本文 ::
______

キリングループは、これまでたくさんの新規事業に取り組んできました。かくいう私も入社以来、さまざまな新規事業に関わりました。ほとんどが道半ばで埋もれていく中、今日まで生き残った事業に共通するのが「発酵・バイオテクノロジー」を生かしたものです。まさにキリングループのお家芸ともいえるもので、ここには連綿と受け継がれてきた技術や知見、そして揺るぎないストーリーがあります。この技術を「強み」として磨き上げ、活用していくことで、各事業での競争優位性を保つことができると確信しています。

KV2027で新たに打ち出したヘルスサイエンス領域は、まさにこのコア技術を活用して取り組んでいるものです。優れた発酵技術と生物学的知見を用いて、人々の健康に関する社会課題の解決に貢献できるヘルスサイエンス事業を成長させていく。これが、キリングループがこの先の100年も企業として存続し、持続的に成長していく未来を確かなものにすると考えています。

3つの領域における戦略課題と方向性

事業ポートフォリオの基盤は出来上がってきましたが、KV2027を実現するためには各事業の「稼ぐ力」をさらに強化する必要があると認識しています。

食領域では、ミャンマーから撤退した今、日本・豪州・北米が主な市場です。これらは成熟市場であり、取り組むべき課題は共通しています。それぞれの市場での成功体験をお互いに学びながら、プレミアム戦略の推進と生産性の向上に取り組むことで、今後も利益成長を実現していくことができます。例えば、酒類事業におけるクラフトビールの取り組みや、飲料事業における健康にフォーカスした付加価値の高いヘルスサイエンス領域の商品構成比の拡大などがプレミアム戦略の具体的な取り組みです。同時に、市場や消費動向の変化を踏まえた営業組織の最適化やICTを活用した営業プロセスの改善などを通じた生産性の向上にも取り組み、事業基盤を強化してまいります。

______

課題 ::
本文の内容に照らして、次の(a)〜(c)が本文と合っているかどうかを「はい」か「いいえ」で答え、判断の決め手となる本文の語句をそのまま引用しなさい。(a) 今日まで生き残った新規事業には、「発酵・バイオテクノロジー」を生かしたものという共通点がある。(b) 食領域の主な市場は、日本・豪州・北米である。(c) 食領域の主な市場は、いずれも成長市場である。 次のデータは、本文とは別の出典から取ったものです。

______

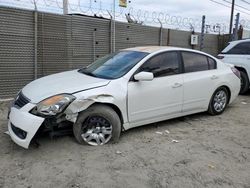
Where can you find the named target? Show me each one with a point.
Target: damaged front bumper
(22, 125)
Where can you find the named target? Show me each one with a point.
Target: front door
(150, 101)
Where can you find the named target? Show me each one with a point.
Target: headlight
(53, 105)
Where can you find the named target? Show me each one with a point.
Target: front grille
(21, 100)
(19, 132)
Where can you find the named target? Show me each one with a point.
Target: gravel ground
(212, 151)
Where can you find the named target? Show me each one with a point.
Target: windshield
(114, 65)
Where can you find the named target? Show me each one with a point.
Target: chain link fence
(35, 44)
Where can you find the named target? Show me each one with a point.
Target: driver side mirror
(144, 76)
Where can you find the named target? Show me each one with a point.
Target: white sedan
(126, 89)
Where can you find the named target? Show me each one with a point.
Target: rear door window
(194, 62)
(163, 64)
(242, 48)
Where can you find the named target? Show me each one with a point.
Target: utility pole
(231, 18)
(65, 7)
(236, 27)
(114, 25)
(202, 32)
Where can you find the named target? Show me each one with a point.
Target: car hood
(64, 82)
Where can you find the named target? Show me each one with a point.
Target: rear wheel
(97, 125)
(244, 82)
(219, 101)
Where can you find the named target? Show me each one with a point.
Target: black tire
(211, 109)
(244, 82)
(99, 111)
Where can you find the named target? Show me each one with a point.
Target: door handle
(176, 85)
(214, 77)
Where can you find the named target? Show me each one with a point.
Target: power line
(245, 1)
(237, 5)
(228, 6)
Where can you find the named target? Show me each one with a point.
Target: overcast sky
(194, 9)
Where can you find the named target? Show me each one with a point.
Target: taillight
(236, 72)
(220, 56)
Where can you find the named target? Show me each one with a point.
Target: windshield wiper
(86, 72)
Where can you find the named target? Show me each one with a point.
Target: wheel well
(114, 107)
(229, 92)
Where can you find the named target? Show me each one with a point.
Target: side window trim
(183, 65)
(180, 65)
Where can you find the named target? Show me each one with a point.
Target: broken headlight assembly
(53, 105)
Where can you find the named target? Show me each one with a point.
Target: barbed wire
(145, 17)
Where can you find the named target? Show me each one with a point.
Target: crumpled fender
(79, 105)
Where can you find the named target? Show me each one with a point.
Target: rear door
(200, 78)
(239, 55)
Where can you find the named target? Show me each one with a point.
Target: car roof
(233, 44)
(151, 49)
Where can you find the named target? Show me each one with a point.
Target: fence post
(160, 37)
(35, 44)
(202, 33)
(94, 43)
(236, 28)
(168, 39)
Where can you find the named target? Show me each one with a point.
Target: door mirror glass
(144, 76)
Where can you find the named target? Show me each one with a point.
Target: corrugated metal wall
(69, 42)
(16, 50)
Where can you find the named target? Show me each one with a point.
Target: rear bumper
(22, 125)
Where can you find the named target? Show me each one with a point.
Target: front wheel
(219, 101)
(97, 125)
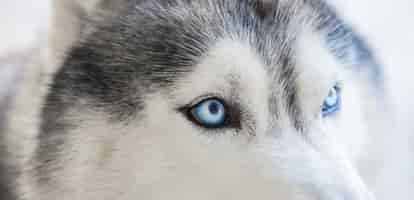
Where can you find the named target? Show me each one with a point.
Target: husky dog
(204, 99)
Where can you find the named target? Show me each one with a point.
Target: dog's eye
(209, 113)
(332, 102)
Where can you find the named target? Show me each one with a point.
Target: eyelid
(202, 98)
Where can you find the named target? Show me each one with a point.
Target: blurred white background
(387, 25)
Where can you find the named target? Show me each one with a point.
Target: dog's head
(211, 100)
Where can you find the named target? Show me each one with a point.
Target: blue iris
(332, 103)
(209, 113)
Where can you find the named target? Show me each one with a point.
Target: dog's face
(211, 100)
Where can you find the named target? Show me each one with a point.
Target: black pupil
(214, 108)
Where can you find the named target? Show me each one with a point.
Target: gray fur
(145, 46)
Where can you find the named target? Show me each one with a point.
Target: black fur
(147, 47)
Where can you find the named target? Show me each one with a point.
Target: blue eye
(332, 102)
(210, 113)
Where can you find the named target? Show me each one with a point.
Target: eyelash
(232, 118)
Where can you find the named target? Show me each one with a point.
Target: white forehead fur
(161, 155)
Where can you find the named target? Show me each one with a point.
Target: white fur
(162, 155)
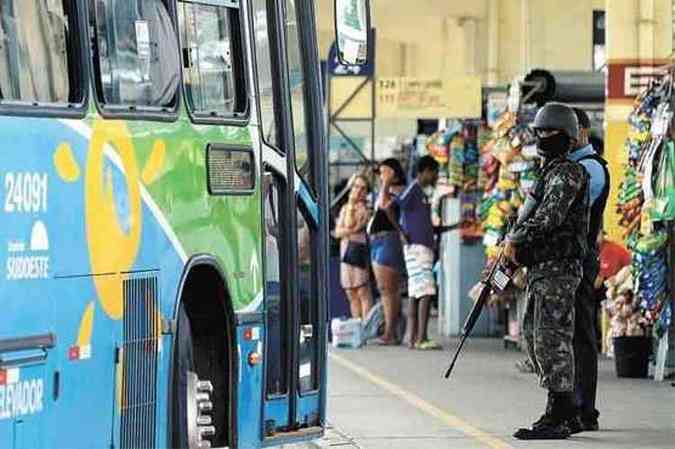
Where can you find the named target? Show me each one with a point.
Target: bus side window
(136, 55)
(212, 59)
(39, 53)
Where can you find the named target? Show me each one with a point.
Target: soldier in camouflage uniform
(550, 239)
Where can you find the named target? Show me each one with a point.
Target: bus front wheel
(192, 423)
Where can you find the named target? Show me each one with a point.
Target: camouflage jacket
(554, 232)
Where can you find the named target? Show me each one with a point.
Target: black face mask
(553, 146)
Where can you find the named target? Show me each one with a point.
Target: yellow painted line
(420, 404)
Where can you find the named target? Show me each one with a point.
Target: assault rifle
(497, 280)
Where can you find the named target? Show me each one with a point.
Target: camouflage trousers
(548, 330)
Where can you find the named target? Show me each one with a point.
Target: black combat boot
(553, 424)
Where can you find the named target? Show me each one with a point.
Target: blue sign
(335, 68)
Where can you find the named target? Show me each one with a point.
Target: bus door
(290, 124)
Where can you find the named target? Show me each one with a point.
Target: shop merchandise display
(456, 150)
(647, 208)
(509, 165)
(626, 319)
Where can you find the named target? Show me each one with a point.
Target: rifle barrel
(454, 359)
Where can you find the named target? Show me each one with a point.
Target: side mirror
(352, 26)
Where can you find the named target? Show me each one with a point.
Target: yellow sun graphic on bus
(113, 203)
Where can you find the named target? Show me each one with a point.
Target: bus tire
(192, 423)
(183, 363)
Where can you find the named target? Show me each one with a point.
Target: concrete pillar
(526, 37)
(470, 29)
(493, 43)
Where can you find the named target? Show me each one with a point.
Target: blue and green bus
(163, 232)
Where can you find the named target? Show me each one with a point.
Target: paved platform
(395, 398)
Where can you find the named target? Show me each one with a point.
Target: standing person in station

______

解答 ::
(a) はい。「今日まで生き残った事業に共通するのが「発酵・バイオテクノロジー」を生かしたものです」
(b) はい。「食領域では、ミャンマーから撤退した今、日本・豪州・北米が主な市場です」
(c) いいえ。「これらは成熟市場であり」